_DOCUMENT SEGMENT_
----

Oct 02 '24 09:10 MahmoudAshraf97

Great, thanks for your efforts! I hope turbo will be officially added here soon!

https://github.com/SYSTRAN/faster-whisper/blob/d57c5b40b06e59ec44240d93485a95799548af50/faster_whisper/utils.py#L12-L29

Oct 02 '24 15:10 jhj0517

I benchmarked the models on my laptop using the same audio file in both sequential and batched processing. Seems that large-v3-turbo generally performs exceptionally well, offering greater accuracy than the base model while maintaining efficient processing times.

System Specifications

CPU: Intel Core i7-12650H
GPU: NVIDIA GeForce RTX 3060 Laptop (6 GB VRAM)
RAM: SODIMM Samsung DDR4 8x2 GB 3200 MHz

Benchmark Details

All models were tested with int8 precision.
WER (Word Error Rate) was calculated by comparing the original French subtitles of a video with the transcriptions generated by the models.
The language was explicitly set to French to prevent any translation errors or incorrect transcriptions.

Sequential Processing Benchmark

Model	WER (%)	Total Time (s)	Transcribe Time (s)	Model Load Time (s)
tiny	24.1%	28.95	28.44	0.51
base	16.0%	33.42	32.72	0.70
small	10.5%	55.62	53.21	2.41
medium	10.7%	113.25	106.30	6.95
large	17.6%	240.52	227.31	13.20
large-v1	8.7%	168.58	155.14	13.44
large-v2	8.5%	178.28	164.74	13.53
large-v3	17.6%	230.77	217.43	13.34
large-v3-turbo	9.5%	46.14	38.99	7.15

Observations:

The large-v3-turbo model achieves a WER of 9.5%, which is significantly better than the base model and comparable to large-v2.

----

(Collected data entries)

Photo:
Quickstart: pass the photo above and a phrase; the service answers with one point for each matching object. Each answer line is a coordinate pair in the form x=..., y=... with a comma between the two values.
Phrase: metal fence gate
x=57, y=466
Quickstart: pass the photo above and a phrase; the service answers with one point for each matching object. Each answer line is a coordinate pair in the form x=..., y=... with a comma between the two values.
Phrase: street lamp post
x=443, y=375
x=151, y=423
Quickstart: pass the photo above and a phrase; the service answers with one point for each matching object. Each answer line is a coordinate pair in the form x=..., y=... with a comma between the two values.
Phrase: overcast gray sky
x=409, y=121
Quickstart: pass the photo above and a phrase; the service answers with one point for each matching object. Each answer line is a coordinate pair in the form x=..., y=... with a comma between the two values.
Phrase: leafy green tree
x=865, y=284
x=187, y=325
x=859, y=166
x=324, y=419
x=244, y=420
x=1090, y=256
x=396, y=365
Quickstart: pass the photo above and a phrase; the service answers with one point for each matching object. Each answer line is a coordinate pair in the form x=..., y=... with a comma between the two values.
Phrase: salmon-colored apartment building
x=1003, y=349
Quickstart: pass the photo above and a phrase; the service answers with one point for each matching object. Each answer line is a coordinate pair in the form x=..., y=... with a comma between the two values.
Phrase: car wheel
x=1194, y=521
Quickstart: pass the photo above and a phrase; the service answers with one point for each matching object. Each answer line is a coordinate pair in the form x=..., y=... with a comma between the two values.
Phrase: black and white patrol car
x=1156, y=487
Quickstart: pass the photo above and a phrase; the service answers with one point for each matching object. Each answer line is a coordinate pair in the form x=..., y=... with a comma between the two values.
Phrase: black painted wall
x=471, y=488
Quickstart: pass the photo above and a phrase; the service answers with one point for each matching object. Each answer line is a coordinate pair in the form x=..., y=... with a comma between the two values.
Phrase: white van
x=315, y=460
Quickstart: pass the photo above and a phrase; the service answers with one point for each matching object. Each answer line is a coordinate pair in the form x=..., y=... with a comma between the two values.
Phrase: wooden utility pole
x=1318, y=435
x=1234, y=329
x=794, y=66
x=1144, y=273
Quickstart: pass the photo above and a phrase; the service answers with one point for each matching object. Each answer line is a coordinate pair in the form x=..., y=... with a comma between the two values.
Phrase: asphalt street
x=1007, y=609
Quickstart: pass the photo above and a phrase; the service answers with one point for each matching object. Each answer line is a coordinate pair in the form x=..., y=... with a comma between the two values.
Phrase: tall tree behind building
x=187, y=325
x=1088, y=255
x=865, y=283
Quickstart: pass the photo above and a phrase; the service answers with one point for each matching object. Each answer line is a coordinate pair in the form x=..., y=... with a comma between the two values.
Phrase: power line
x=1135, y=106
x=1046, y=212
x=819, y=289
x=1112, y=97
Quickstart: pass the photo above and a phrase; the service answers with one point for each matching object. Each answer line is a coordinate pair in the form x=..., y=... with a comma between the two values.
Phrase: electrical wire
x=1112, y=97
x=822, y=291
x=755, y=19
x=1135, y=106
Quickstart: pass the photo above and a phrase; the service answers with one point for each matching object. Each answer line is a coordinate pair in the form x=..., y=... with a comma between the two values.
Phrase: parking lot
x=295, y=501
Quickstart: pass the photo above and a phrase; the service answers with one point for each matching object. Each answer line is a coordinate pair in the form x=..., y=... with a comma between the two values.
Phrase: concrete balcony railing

----

_WHAT YOU ARE ASKED TO DO_
Continue the Whisper benchmark thread, beginning immediately after its last sentence. The records are independent of the Whisper benchmark thread and have no connection to it.

_RESPONSE_
In terms of speed, large-v3-turbo completes transcription in 38.99 seconds, much faster than other large models.

Batched Processing Benchmark

For batched processing, I used 10 batches for each model. I tried to use 16 batches, but some models thrown out-of-memory (OOM) errors due to the 6 GB VRAM limit.

Model	WER (%)	Total Time (s)	Transcribe Time (s)	Model Load Time (s)
tiny	23.6%	5.48	4.56	0.92
base	16.5%	6.92	5.70	1.22
small	9.8%	12.45	9.98	2.47
medium	8.9%	26.33	19.47	6.86
large	7.9%	35.97	29.66	6.31
large-v1	12.1%	42.90	29.64	13.26
large-v2	8.8%	43.17	29.71	13.46
large-v3	7.9%	42.97	29.69	13.28
large-v3-turbo	7.7%	18.68	11.47	7.20

Observations:

With batched processing, large-v3-turbo achieves the best WER of 7.7%, outperforming all other models in both accuracy and speed.
The transcribe time for large-v3-turbo is 11.47 seconds, making it suitable for real-time applications even on a laptop GPU.

Conclusions

The large-v3-turbo model offers an excellent balance between accuracy and processing speed, especially evident in batched processing scenarios.
It outperforms the base model in terms of WER while maintaining significantly lower processing times compared to other large models.

Oct 02 '24 23:10 NilaierMusic

Just chiming in, I've tried using v3-turbo for streaming and found that it hallucinates more/misses audio more than other faster-whisper models. For example for this 10 second audio clip of an obama speech: temp_audio_wav.zip Using v3-turbo:

from faster_whisper import WhisperModel
model = WhisperModel(model_size_or_path="deepdml/faster-whisper-large-v3-turbo-ct2", device="cuda", compute_type="float16")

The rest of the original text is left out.